* TEXTE CITÉ *
========================================
Que nous disent les objets d’art ?

Ce sont, comme disait Pierre Bourdieu, des biens symboliques qui ordonnent le monde, pour le pire lorsqu’ils sont utilisés à des fins de distinction et de séparation sociale, mais aussi pour le meilleur. Ils mettent en ordre le monde, le rendent hétérogène : en cela, ils portent une histoire qui éveille quelque chose en nous et dont on sent qu’il y a, là, quelque chose de précieux. Ça donne le la. Par conséquent, ils nous permettent de saisir une part d’intime qu’ils portent et qui nous renvoie à ce qui nous est personnellement et collectivement précieux.

Ces objets d’art sont parfois des objets paradoxaux, notamment lorsque l’artiste a puisé au fond de lui-même une ressource insoupçonnable pour la sublimer en un objet d’art. Telle est l’histoire de quelques objets qui m’ont été offerts et dont je partage la vue au sein de mon cabinet.
========================================
* EXERCICE ÉCRIT 1 *
Recopiez fidèlement le passage du texte sur les objets d'art compris entre « Que nous disent » et « et collectivement précieux. », ces deux bornes incluses.
* EXERCICE ÉCRIT 2 *
Reprenez le texte sur les objets d'art à partir de sa dernière phrase et poursuivez-le.
========================================
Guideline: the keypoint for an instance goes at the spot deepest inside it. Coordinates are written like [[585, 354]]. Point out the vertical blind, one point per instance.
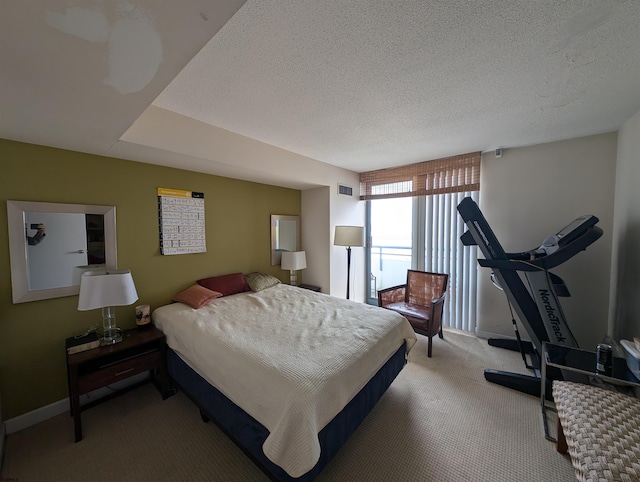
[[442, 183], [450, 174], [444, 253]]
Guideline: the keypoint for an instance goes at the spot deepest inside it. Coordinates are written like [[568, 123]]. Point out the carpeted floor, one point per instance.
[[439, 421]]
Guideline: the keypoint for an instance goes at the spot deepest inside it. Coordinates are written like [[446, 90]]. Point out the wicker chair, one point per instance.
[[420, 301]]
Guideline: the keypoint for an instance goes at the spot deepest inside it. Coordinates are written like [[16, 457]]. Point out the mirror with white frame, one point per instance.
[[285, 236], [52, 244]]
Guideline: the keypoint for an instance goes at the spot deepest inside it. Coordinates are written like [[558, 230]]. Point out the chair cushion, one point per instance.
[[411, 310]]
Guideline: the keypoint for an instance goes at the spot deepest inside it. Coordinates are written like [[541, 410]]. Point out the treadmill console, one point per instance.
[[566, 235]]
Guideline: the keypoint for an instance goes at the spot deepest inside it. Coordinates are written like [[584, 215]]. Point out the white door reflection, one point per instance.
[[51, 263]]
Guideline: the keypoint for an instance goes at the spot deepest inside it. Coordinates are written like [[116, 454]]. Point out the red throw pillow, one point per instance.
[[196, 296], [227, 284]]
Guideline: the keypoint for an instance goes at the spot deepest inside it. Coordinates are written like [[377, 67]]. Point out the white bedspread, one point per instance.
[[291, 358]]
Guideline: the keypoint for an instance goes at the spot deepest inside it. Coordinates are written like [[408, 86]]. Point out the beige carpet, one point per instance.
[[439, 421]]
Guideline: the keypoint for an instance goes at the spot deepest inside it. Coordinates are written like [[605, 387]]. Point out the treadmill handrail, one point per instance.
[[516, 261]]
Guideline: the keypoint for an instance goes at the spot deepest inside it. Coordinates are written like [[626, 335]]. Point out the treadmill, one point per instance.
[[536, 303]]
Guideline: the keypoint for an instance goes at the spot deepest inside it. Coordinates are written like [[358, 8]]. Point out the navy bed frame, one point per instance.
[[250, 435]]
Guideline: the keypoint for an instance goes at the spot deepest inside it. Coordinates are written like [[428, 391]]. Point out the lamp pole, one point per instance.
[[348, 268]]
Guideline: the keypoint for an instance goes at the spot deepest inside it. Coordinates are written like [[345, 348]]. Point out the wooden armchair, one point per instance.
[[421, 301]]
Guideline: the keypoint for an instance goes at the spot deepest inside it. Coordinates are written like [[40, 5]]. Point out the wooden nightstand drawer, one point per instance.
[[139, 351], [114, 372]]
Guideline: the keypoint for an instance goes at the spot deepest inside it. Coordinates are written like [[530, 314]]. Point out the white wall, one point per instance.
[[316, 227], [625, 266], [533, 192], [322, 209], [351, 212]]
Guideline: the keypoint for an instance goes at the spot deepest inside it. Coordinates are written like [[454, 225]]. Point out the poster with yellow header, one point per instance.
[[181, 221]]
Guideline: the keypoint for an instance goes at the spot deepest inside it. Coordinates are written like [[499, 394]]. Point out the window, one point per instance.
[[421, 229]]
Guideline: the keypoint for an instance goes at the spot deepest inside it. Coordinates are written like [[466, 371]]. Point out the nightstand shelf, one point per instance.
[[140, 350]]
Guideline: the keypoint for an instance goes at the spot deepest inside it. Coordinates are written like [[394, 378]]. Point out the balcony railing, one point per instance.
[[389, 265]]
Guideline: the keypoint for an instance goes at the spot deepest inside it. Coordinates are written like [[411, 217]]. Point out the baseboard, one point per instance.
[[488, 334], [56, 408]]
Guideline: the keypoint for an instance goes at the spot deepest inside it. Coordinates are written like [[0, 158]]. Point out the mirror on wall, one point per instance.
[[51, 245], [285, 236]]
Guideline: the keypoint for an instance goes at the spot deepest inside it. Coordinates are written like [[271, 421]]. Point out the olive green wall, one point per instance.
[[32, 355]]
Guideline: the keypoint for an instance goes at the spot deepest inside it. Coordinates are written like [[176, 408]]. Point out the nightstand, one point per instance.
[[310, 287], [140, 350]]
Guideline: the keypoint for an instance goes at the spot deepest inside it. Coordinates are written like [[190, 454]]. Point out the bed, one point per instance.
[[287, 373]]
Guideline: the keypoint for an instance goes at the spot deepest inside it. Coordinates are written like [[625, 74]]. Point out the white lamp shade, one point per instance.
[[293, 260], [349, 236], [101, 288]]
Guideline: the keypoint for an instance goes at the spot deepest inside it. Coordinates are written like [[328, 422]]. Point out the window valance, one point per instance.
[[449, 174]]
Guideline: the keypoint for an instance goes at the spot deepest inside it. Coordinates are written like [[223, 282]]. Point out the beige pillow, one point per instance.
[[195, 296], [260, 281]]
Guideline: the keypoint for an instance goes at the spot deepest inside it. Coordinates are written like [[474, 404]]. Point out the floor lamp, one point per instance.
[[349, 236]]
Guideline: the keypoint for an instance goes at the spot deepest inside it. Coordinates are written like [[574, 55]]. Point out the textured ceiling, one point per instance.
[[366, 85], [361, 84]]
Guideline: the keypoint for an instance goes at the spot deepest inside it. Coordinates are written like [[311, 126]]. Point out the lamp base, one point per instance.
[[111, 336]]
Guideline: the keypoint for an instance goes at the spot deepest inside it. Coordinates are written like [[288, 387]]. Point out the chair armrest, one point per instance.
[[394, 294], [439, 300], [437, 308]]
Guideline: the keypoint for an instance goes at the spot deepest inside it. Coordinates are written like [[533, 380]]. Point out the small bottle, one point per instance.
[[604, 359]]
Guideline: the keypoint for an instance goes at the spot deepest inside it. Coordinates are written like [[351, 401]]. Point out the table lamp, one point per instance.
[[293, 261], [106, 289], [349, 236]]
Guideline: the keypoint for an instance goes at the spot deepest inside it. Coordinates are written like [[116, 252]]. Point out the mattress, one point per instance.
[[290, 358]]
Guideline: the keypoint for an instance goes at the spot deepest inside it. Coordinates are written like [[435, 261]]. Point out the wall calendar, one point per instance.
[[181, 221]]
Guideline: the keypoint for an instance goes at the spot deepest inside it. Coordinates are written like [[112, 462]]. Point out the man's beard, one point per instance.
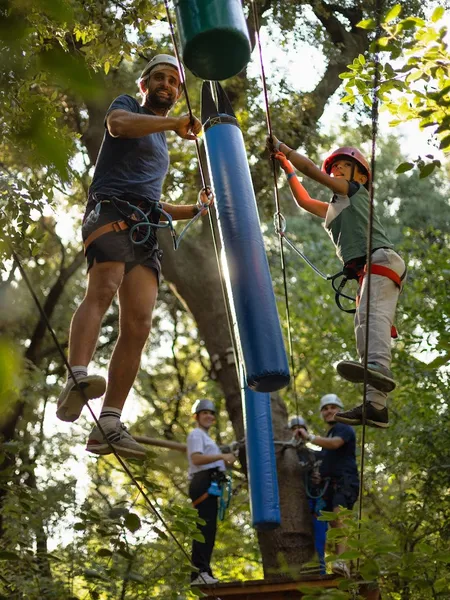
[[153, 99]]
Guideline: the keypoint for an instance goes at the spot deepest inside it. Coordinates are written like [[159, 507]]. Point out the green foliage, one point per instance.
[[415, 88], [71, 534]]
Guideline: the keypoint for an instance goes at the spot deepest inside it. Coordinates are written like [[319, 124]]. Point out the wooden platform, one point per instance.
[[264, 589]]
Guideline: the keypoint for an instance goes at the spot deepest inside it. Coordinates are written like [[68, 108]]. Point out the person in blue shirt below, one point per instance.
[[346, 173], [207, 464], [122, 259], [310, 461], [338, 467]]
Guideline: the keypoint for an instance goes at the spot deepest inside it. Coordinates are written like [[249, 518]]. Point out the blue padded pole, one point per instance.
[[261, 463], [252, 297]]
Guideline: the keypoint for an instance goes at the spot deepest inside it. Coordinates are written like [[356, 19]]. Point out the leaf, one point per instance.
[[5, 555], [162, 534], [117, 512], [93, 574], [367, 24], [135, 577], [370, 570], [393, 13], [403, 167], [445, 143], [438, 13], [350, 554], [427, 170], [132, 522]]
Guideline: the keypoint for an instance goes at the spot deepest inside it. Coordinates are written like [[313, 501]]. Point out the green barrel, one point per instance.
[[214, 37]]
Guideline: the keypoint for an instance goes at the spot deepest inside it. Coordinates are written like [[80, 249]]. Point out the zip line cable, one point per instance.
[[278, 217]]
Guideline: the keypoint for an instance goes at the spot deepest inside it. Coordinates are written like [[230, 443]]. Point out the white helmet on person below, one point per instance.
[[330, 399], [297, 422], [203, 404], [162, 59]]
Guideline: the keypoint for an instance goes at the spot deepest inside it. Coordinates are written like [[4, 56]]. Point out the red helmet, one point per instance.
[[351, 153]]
========================================
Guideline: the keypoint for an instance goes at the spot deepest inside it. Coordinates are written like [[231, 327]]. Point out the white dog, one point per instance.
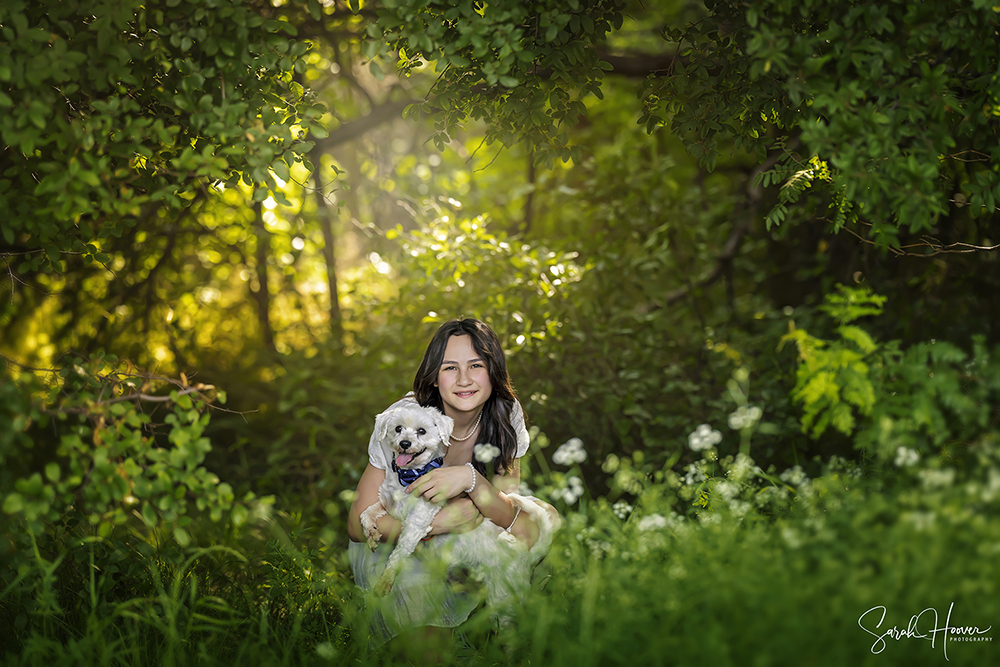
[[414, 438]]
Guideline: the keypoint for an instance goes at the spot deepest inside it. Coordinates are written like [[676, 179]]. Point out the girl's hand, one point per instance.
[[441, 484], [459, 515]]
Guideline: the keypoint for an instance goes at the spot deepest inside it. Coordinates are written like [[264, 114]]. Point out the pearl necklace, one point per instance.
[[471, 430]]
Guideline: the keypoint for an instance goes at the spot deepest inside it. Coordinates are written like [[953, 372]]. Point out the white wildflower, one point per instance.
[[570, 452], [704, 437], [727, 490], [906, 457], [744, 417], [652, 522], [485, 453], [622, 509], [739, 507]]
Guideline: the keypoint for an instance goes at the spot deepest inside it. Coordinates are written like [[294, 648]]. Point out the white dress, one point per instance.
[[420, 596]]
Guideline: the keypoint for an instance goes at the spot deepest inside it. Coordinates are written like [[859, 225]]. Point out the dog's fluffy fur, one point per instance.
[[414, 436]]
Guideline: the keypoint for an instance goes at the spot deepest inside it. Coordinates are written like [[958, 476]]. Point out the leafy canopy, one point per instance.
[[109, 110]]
========================================
* RÉPONSE ÉCRITE 1 *
Que nous disent les objets d’art ?

Ce sont, comme disait Pierre Bourdieu, des biens symboliques qui ordonnent le monde, pour le pire lorsqu’ils sont utilisés à des fins de distinction et de séparation sociale, mais aussi pour le meilleur. Ils mettent en ordre le monde, le rendent hétérogène : en cela, ils portent une histoire qui éveille quelque chose en nous et dont on sent qu’il y a, là, quelque chose de précieux. Ça donne le la. Par conséquent, ils nous permettent de saisir une part d’intime qu’ils portent et qui nous renvoie à ce qui nous est personnellement et collectivement précieux.

* RÉPONSE ÉCRITE 2 *
Ils ont tous une histoire.


Le premier, une petite sculpture d’un peintre qui s’appelait François Tortosa. Ancien bandit international, il passa un quart de siècle en prison, dont une bonne partie dans les quartiers d’isolement, les fameux QHS. Passionné d’art, il réclame, lors de son incarcération, des toiles et de la peinture, persuadé de trouver ainsi un moyen pour se faire la belle. Il tombe alors sur un directeur de prison extraordinaire – c’est Tortosa qui lui-même le disait – qui répond à sa demande: vous aurez tout ce que vous voulez, s’il faut que j’aille exposer vos toiles, je le ferai, mais vous resterez à l’isolement.

Devant l’impossible, Tortosa se mit à peindre, faisant de sa peine un objet de valeur, un bien symbolique.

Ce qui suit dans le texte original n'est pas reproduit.